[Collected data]
━━━━
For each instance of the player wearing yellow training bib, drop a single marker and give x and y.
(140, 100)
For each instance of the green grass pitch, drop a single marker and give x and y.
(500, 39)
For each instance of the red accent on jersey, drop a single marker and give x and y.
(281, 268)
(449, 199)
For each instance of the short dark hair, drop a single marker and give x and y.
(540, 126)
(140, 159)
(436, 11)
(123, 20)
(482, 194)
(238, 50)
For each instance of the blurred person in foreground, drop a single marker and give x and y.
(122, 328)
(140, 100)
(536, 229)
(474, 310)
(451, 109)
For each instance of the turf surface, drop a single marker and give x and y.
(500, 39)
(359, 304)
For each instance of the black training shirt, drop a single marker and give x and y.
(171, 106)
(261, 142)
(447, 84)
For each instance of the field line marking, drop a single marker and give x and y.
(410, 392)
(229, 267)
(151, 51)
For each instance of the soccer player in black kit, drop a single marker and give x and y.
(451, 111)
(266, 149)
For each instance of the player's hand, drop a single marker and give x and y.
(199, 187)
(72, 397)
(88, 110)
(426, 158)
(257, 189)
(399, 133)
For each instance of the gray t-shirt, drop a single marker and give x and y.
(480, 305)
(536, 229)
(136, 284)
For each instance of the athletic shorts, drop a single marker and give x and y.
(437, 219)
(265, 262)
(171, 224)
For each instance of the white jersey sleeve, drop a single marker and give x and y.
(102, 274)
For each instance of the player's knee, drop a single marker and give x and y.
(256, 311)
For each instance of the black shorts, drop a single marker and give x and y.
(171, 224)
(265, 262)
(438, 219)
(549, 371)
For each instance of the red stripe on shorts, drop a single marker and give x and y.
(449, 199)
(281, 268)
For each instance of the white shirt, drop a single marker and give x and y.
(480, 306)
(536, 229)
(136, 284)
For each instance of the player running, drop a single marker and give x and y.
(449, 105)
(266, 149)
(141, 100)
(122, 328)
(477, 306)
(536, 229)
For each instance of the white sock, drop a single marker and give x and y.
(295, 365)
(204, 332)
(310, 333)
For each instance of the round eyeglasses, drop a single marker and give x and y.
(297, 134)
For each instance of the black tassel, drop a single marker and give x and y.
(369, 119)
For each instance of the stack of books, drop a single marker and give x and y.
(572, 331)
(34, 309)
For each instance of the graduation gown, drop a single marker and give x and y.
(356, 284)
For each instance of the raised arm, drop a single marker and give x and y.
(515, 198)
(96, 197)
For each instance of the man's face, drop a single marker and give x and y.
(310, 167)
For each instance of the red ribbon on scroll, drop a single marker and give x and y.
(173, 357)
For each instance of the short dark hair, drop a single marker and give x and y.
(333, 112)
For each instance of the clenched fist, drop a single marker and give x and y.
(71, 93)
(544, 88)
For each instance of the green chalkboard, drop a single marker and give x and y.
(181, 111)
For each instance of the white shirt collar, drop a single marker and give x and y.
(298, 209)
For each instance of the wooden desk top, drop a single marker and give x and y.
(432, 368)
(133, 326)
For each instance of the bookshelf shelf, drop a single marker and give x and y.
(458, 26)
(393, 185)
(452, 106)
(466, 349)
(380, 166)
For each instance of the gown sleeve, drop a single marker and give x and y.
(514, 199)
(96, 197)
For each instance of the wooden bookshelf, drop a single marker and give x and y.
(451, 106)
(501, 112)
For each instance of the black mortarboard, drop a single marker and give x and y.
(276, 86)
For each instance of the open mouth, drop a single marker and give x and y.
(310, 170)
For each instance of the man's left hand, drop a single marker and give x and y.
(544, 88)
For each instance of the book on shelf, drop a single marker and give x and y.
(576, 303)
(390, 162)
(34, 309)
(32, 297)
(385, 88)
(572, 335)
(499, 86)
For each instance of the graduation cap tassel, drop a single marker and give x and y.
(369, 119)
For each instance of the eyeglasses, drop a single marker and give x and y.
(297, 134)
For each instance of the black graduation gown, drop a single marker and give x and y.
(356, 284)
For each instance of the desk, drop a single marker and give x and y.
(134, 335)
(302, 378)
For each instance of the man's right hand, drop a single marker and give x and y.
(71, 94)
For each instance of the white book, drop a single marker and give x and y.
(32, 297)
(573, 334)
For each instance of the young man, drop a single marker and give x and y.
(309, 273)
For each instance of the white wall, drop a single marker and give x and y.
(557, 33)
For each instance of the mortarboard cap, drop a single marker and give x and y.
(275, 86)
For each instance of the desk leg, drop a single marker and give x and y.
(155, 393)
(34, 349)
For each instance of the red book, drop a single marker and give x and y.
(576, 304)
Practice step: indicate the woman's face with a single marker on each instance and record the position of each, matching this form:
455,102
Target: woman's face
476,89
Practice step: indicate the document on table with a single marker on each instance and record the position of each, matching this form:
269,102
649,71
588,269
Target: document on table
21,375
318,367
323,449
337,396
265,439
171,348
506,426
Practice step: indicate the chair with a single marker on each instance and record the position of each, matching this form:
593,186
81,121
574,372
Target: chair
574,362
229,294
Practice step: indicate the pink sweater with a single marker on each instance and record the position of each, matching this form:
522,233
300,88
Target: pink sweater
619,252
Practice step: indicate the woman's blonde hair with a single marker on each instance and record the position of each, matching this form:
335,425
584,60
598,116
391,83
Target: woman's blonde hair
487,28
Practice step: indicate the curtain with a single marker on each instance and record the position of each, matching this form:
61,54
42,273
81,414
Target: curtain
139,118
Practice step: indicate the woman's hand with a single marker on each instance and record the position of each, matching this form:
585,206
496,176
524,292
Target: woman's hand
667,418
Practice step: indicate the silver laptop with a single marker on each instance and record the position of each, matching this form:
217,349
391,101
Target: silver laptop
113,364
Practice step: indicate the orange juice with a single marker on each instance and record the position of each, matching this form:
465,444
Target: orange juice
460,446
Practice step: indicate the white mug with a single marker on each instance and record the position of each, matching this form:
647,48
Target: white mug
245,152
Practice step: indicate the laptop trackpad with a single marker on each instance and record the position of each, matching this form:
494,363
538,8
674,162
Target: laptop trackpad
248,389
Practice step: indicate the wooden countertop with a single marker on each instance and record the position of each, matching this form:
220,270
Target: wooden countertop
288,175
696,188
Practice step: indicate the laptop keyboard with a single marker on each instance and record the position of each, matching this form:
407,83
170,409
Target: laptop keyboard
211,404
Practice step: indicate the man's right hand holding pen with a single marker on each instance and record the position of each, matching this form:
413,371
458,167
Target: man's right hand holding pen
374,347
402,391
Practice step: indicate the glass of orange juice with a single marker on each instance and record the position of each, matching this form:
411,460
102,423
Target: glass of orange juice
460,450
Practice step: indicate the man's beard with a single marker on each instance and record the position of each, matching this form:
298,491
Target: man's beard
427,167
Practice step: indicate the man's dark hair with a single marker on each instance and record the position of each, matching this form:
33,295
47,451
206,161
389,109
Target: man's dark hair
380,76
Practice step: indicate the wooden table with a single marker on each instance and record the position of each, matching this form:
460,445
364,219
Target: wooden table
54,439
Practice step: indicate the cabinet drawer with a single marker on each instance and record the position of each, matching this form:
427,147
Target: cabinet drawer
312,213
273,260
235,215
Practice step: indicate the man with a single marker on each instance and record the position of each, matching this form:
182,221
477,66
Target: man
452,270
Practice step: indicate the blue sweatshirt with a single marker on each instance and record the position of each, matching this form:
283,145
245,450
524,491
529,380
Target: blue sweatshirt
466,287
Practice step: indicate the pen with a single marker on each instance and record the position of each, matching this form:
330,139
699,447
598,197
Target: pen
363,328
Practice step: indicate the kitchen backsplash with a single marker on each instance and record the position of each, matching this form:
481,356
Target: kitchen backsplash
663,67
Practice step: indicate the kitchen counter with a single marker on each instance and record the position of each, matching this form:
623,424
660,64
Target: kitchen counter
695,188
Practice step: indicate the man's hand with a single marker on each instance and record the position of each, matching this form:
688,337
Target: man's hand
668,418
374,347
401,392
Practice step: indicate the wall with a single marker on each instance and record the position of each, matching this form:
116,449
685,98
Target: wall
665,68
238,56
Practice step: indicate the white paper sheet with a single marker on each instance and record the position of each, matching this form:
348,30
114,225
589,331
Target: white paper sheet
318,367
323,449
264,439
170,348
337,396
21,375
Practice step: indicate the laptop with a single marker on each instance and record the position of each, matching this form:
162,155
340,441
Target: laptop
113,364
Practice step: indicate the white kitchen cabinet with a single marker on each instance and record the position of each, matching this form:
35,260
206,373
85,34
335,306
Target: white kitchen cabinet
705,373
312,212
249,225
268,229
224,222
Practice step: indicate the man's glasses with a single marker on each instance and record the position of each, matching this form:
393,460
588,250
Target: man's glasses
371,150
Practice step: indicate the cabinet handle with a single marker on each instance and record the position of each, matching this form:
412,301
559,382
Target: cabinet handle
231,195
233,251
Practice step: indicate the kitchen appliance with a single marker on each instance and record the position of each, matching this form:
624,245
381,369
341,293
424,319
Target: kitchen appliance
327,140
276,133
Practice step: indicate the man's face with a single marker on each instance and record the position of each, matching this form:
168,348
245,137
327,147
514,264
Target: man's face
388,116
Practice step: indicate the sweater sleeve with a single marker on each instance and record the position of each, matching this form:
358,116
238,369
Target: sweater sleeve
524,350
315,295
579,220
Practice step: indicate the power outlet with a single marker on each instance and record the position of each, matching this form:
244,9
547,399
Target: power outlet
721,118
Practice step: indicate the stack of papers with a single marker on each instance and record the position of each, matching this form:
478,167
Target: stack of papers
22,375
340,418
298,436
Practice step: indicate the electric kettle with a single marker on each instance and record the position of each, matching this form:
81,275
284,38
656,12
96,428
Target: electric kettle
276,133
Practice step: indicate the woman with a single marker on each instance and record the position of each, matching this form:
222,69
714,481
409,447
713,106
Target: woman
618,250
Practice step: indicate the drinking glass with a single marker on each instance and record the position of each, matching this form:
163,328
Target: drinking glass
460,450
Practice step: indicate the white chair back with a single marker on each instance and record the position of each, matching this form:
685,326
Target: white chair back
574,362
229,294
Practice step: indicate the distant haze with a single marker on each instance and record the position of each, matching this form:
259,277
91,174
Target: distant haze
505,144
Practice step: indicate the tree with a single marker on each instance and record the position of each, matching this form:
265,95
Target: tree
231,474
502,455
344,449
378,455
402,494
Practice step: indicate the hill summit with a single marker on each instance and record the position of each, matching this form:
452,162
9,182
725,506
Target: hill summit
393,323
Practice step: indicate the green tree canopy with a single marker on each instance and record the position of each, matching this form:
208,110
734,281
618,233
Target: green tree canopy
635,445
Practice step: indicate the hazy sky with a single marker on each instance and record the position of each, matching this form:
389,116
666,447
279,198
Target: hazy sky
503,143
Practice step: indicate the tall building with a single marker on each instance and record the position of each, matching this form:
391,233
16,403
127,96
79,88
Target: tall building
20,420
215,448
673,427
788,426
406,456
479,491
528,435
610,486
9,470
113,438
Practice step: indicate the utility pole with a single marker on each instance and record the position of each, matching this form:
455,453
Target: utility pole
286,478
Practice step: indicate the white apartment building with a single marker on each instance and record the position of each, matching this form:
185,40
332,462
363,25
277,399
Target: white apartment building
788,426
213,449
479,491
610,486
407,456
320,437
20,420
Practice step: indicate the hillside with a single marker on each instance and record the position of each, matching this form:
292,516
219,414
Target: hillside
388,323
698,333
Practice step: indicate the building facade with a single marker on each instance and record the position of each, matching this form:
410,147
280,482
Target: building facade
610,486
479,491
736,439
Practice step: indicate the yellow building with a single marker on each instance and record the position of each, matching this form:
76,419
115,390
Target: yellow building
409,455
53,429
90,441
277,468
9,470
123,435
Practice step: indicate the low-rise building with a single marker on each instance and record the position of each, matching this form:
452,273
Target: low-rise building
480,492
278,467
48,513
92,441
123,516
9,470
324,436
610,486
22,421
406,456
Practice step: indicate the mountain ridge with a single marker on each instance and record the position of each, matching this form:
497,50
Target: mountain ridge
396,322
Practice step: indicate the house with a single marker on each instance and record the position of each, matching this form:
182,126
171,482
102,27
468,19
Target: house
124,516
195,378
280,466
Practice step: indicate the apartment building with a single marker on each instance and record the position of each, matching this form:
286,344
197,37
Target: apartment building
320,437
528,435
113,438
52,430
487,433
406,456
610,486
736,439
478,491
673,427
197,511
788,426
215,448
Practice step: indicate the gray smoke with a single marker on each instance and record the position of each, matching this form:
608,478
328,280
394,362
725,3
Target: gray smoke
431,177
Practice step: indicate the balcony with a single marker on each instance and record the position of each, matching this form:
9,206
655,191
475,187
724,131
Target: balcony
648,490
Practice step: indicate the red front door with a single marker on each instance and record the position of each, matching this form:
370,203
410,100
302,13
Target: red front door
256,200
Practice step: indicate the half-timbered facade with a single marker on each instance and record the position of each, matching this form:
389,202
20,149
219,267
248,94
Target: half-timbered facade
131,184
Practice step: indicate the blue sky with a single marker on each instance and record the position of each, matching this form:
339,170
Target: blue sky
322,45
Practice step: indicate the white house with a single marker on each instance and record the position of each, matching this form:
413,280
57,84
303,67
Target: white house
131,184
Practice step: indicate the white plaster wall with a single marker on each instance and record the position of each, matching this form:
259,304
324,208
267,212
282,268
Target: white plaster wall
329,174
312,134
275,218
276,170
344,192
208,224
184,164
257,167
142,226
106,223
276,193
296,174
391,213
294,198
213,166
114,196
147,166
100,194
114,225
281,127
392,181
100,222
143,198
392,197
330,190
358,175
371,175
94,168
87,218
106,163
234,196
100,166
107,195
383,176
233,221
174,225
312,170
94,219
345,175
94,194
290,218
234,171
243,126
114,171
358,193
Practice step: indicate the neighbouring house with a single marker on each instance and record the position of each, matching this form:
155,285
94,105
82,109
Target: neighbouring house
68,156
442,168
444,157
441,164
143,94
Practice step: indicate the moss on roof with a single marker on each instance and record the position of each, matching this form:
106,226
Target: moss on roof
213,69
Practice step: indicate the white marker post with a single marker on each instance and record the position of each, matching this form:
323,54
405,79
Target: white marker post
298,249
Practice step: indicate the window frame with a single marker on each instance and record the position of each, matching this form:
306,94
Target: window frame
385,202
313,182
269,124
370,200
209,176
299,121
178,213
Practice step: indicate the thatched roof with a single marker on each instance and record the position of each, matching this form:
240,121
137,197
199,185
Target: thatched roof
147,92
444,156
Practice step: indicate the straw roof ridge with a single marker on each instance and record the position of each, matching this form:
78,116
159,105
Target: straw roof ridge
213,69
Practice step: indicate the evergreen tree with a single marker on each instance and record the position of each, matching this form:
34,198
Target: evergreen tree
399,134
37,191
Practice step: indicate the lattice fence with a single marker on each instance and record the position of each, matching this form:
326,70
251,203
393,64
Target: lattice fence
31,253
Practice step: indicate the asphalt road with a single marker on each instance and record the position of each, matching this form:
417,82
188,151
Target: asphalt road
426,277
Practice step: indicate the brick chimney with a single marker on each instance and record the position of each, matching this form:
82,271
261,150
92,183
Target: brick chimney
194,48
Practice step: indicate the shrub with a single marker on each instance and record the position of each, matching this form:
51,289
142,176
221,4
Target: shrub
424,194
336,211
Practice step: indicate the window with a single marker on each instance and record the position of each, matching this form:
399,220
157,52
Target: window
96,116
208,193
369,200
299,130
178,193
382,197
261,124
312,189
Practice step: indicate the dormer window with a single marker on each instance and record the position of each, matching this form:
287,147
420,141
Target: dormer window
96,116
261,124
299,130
━━━━
_PROBLEM:_ Write out exactly the lines of the entries above that run from the line containing "Practice step: indicate the dormer" through the last line, including both.

_RESULT:_
Practice step: indicate the dormer window with a single marker on each instance and record the position of each, matching this form:
287,147
420,141
Target: dormer window
96,116
261,124
299,130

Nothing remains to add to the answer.